# [DATA IN THIS EXERCISE]
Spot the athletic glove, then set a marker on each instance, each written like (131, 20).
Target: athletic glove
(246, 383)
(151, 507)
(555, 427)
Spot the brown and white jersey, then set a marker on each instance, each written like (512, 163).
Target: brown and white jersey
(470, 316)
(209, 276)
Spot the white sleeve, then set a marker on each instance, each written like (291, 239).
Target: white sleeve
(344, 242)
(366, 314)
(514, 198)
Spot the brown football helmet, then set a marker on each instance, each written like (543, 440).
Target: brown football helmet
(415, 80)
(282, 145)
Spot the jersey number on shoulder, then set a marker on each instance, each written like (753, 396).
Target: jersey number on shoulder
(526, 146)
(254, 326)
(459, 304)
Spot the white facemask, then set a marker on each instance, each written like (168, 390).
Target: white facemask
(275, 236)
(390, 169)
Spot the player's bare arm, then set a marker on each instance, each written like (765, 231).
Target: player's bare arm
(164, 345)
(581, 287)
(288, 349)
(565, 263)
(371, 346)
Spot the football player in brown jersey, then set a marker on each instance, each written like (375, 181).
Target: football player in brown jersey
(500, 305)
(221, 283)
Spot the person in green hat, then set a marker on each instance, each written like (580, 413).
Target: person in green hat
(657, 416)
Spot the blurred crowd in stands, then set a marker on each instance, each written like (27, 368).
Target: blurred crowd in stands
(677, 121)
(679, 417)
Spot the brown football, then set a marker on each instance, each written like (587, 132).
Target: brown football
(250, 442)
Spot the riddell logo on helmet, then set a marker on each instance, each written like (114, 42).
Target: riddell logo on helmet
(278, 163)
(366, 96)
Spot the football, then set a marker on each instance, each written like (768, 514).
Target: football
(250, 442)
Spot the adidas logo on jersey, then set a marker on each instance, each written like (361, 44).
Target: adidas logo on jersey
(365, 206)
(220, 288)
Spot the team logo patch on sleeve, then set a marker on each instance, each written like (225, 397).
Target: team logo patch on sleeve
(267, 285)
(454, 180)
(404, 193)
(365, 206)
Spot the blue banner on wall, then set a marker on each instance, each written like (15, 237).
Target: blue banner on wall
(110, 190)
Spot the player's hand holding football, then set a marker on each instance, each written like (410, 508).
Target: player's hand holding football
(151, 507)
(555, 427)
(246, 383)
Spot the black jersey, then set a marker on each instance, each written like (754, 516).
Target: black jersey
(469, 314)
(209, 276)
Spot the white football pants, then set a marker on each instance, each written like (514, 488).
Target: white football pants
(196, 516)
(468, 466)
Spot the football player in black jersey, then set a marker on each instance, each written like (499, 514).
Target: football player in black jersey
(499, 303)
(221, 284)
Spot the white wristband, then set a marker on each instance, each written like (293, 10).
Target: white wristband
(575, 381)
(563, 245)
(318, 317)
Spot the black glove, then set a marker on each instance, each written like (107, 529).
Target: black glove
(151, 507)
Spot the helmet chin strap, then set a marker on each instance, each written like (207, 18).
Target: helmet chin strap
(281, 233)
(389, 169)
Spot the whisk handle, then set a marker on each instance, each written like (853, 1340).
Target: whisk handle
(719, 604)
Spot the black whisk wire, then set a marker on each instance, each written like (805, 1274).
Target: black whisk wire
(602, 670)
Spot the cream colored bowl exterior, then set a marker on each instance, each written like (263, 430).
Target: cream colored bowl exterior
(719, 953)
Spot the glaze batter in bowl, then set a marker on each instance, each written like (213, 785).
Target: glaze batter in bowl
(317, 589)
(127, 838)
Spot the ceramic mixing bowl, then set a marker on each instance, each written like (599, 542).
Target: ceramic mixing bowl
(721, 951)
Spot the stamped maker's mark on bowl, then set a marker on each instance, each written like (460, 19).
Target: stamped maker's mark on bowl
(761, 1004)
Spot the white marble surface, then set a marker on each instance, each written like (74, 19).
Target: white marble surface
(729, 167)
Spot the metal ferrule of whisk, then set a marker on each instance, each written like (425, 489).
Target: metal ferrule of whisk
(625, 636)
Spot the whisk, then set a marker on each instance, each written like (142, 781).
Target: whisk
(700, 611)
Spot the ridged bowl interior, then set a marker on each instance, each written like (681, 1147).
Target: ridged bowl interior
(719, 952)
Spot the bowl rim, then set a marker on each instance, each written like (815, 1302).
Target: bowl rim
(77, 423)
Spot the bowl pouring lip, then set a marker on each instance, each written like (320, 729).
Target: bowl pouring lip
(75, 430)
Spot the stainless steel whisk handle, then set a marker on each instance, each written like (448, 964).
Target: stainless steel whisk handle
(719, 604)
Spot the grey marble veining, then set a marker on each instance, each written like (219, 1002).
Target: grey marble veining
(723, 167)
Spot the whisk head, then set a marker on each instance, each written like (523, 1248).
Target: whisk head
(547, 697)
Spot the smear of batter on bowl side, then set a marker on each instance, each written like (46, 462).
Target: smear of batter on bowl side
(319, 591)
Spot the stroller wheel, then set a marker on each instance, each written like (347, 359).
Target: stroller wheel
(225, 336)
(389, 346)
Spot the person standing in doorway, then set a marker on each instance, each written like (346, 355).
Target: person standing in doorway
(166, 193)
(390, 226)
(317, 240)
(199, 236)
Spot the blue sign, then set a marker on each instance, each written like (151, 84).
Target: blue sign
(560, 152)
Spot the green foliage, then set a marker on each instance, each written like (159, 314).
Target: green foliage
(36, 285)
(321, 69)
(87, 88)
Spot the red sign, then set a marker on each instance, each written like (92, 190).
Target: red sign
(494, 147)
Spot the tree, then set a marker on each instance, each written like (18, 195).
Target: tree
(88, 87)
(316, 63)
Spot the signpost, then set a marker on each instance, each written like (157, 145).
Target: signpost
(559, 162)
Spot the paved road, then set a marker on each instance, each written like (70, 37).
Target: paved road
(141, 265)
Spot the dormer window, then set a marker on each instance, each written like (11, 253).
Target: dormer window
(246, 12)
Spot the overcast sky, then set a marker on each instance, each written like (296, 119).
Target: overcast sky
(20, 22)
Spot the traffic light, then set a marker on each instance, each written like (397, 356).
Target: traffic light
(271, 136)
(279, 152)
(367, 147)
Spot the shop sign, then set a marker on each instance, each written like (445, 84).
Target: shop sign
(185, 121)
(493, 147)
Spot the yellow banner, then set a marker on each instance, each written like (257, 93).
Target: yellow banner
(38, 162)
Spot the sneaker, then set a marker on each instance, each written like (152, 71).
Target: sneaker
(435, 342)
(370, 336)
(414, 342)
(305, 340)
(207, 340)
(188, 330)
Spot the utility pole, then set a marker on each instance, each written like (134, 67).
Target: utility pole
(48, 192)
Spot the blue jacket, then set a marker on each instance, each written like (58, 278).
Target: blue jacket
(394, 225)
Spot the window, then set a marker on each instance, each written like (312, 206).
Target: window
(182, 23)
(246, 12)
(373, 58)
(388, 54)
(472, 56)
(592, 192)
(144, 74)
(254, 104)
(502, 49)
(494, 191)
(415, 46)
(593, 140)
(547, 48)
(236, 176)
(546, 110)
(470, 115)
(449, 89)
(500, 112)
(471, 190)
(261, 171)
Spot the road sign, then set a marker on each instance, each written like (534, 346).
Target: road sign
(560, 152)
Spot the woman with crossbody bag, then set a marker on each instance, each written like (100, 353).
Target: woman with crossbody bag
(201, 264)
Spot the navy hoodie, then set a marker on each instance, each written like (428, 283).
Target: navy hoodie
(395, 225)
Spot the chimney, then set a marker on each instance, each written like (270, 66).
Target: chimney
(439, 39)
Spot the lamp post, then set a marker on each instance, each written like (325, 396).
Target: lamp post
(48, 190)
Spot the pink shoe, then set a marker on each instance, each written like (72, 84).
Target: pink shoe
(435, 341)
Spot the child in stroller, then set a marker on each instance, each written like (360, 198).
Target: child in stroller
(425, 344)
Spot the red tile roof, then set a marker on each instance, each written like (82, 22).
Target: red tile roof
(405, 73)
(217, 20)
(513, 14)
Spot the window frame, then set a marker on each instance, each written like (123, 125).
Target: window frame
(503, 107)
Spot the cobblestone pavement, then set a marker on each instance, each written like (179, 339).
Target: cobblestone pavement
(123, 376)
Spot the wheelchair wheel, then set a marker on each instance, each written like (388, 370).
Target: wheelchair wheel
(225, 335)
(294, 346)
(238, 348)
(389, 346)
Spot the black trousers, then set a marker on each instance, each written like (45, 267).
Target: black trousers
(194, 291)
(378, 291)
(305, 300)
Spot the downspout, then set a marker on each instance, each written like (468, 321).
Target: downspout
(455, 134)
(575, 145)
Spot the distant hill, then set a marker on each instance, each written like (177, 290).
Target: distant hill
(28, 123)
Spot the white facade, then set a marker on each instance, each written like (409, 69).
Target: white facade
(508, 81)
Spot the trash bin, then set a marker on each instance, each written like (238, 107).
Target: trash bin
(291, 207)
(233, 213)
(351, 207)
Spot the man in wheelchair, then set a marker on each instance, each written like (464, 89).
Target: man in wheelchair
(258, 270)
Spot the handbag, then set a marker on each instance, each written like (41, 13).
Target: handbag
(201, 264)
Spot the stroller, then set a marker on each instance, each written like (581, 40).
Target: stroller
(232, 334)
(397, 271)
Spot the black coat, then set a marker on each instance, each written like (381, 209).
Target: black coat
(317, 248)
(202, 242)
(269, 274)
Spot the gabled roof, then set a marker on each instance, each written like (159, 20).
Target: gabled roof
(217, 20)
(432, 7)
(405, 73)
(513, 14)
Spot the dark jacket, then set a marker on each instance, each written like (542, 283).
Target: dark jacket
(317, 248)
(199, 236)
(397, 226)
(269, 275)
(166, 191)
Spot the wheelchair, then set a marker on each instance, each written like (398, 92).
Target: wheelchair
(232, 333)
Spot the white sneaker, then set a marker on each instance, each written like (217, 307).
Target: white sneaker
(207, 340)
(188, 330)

# [EXERCISE OBJECTIVE]
The stretch of entries above that starts with the line containing "Target: athletic glove" and goes on through the line containing "Spot the football player in brown" is to be transcribed exactly, and no other line is to be transcribed.

# [SOLUTION BELOW]
Target: athletic glove
(246, 383)
(151, 507)
(555, 427)
Spot the brown and white jersey, then set a marker on each instance, each written like (512, 163).
Target: brown and white jersey
(470, 316)
(209, 276)
Spot the white sleeve, then set a marker on each instance, each written like (291, 239).
Target: white sleeve
(344, 242)
(366, 314)
(514, 198)
Spot the brown football helmet, then set a marker on each instance, each written like (543, 440).
Target: brown football helmet
(415, 80)
(282, 145)
Spot the jersey number on shoulder, then set a marker on each instance, each written like (753, 396).
Target: jersey number on shoulder
(526, 146)
(254, 326)
(459, 304)
Spot the white facemask, then set a marker on each instance, each written like (168, 390).
Target: white facemask
(275, 236)
(390, 169)
Spot the player's bare arm, then set a marker on each instance, each written like (765, 231).
Target: player's bare arm
(164, 345)
(581, 287)
(288, 349)
(565, 263)
(371, 346)
Spot the football player in brown jersey, then set a marker on each instance, each written like (375, 181).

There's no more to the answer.